**Task:**
Render each line of the material below as a string in a JSON list, one string per line, omitting blank lines.

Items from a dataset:
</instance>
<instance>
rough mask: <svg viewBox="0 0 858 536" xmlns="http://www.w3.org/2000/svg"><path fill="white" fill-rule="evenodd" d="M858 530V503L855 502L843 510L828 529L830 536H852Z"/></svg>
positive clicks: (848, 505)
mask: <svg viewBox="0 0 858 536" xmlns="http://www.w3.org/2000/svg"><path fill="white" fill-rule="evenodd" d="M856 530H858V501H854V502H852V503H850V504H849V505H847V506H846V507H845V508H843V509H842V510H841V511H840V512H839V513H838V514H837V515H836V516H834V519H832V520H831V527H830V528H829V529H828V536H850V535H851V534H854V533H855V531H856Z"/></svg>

**Completed exercise:**
[
  "</instance>",
  "<instance>",
  "rough mask: <svg viewBox=\"0 0 858 536\" xmlns=\"http://www.w3.org/2000/svg\"><path fill=\"white\" fill-rule=\"evenodd\" d=\"M858 530V503L855 502L843 510L828 529L830 536H852Z\"/></svg>",
  "positive clicks: (848, 505)",
  "mask: <svg viewBox=\"0 0 858 536\" xmlns=\"http://www.w3.org/2000/svg\"><path fill=\"white\" fill-rule=\"evenodd\" d=\"M856 530H858V501H854V502H852V503H850V504H849V505H847V506H846V507H845V508H843V509H842V510H841V511H840V512H839V513H838V514H837V515H836V516H834V519H832V520H831V527H830V528H829V529H828V536H850V535H851V534H854V533H855V531H856Z\"/></svg>"
]